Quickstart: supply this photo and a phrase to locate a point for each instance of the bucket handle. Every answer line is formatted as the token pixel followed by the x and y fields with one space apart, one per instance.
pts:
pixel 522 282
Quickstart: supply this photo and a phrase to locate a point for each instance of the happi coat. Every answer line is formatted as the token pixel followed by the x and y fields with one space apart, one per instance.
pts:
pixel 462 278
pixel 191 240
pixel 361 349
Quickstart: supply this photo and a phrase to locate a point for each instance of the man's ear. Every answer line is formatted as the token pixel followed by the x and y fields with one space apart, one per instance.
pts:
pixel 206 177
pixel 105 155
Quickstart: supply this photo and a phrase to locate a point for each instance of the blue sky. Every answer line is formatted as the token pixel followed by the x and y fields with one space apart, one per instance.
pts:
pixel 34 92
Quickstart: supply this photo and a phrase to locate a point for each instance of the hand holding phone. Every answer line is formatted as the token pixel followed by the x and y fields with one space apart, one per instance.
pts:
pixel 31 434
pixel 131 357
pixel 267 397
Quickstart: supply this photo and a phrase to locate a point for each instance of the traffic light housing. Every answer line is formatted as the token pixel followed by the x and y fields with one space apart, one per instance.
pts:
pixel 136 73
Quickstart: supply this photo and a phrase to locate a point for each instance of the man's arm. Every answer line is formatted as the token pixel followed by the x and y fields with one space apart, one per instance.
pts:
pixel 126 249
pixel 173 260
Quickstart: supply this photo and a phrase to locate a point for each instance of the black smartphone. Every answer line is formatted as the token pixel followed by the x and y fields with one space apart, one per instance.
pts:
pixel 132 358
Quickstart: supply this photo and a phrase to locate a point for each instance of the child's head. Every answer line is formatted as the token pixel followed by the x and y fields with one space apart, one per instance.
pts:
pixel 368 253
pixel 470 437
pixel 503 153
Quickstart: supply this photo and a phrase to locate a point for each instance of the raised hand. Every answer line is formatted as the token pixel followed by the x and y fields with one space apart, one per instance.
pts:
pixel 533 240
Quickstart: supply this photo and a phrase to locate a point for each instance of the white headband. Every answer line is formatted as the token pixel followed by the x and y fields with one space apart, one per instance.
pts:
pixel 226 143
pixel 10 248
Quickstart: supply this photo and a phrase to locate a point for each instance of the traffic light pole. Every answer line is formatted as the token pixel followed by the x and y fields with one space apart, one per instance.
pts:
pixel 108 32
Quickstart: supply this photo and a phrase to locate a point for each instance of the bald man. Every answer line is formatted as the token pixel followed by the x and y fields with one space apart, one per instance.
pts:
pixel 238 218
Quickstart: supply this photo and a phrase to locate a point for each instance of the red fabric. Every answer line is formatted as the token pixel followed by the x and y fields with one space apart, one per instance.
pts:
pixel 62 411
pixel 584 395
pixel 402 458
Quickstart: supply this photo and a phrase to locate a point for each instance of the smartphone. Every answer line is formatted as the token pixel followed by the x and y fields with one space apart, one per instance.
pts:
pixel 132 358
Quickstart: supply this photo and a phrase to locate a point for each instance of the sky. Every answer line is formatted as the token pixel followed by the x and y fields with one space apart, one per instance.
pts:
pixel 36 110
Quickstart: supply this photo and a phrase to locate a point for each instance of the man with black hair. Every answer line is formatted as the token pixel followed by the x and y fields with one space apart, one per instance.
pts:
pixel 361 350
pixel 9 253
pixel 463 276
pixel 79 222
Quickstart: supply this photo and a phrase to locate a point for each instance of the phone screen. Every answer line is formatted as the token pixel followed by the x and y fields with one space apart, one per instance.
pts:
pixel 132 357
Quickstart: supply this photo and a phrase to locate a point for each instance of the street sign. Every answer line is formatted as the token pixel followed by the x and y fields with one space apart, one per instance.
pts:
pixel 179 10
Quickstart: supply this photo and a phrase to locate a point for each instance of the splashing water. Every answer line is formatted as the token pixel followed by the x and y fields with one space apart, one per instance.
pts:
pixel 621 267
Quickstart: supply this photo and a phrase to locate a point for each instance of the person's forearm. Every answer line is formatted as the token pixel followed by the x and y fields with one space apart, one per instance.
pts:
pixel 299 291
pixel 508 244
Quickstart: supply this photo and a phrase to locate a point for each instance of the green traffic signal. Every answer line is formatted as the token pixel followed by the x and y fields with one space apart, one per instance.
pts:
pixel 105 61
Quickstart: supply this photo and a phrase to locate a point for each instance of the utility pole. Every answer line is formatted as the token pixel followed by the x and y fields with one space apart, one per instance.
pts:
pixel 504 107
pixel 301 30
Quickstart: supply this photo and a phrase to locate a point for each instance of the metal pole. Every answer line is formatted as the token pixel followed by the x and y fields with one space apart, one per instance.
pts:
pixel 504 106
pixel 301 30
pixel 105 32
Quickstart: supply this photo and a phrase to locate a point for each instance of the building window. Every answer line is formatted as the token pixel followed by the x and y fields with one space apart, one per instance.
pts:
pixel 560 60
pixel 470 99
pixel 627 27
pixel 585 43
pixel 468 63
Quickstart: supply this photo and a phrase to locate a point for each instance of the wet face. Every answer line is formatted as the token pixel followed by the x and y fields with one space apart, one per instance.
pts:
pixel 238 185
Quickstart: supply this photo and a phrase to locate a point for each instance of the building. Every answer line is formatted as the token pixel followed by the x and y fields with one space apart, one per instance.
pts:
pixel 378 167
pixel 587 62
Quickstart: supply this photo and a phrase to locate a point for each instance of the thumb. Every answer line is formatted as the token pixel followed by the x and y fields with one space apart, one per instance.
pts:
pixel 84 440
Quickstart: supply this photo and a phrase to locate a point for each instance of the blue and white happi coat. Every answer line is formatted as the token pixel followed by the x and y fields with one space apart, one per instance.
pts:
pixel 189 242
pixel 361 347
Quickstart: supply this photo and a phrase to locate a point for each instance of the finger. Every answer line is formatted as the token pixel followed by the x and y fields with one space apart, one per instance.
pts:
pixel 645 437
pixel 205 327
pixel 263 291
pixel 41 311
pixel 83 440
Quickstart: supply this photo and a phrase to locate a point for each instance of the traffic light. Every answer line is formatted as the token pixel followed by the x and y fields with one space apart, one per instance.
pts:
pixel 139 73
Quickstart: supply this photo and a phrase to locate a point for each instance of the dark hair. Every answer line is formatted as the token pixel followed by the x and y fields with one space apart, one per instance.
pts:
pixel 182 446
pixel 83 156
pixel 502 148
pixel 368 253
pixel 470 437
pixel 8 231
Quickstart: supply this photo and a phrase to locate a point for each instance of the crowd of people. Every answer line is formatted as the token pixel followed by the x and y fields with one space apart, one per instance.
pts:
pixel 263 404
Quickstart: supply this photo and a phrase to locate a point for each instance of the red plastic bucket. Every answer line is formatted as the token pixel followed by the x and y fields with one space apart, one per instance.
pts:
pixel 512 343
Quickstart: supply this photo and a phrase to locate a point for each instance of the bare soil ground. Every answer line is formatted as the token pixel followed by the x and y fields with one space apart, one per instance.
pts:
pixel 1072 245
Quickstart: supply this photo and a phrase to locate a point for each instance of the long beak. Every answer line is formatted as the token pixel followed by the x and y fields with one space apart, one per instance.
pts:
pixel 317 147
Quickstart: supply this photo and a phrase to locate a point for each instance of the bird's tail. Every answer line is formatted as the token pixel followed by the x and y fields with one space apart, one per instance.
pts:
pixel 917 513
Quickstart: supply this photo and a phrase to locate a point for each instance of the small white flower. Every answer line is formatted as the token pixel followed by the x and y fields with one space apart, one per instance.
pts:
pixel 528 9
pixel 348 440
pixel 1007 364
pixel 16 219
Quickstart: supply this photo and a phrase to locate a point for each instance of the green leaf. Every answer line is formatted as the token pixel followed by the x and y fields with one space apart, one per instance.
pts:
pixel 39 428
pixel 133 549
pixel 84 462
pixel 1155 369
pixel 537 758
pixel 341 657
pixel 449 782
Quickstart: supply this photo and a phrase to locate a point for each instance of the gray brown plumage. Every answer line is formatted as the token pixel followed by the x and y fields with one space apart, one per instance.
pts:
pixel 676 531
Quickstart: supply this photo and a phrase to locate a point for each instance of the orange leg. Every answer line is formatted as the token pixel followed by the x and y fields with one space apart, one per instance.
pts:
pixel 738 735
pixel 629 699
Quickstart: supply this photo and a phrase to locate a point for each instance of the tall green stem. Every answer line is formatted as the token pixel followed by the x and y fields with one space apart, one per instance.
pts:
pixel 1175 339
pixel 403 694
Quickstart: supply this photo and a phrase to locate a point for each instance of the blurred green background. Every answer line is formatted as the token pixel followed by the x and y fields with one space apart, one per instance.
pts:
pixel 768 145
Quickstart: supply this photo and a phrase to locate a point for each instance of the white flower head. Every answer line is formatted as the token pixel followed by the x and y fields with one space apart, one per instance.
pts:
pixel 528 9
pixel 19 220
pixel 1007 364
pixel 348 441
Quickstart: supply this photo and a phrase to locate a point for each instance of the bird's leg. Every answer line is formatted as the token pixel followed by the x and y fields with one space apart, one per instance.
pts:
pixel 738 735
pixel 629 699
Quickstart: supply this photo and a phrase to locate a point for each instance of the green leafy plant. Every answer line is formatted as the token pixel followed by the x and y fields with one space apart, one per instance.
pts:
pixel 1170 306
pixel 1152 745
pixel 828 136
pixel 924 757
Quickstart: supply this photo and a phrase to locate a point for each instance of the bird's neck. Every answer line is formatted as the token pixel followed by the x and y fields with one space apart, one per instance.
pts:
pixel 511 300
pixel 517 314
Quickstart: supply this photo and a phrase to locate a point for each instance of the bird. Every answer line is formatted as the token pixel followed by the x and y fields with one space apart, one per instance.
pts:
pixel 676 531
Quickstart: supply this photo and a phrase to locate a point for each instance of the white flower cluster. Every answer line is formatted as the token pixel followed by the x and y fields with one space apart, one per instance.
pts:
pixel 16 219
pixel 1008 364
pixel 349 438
--*--
*Brief*: All lines of the listing holding the string "pole" must be returned, copied as they stand.

*Task answer*:
Quickstart: supply this photo and a phrase to locate a point for each instance of the traffic light pole. Every answer line is formatted as the token pixel followed by the x and y fields with one space apart, one per instance.
Quickstart: supply this photo and a phrase to locate a point for each instance of the utility pole. Every answer line is formatted as the token pixel followed by the x and y fields with one space apart, one per instance.
Quickstart: supply this photo and a phrase to locate a point for each instance of the metal pole. Every answer line is formatted as the token pixel followed by the x and y fields with one space apart, one per instance.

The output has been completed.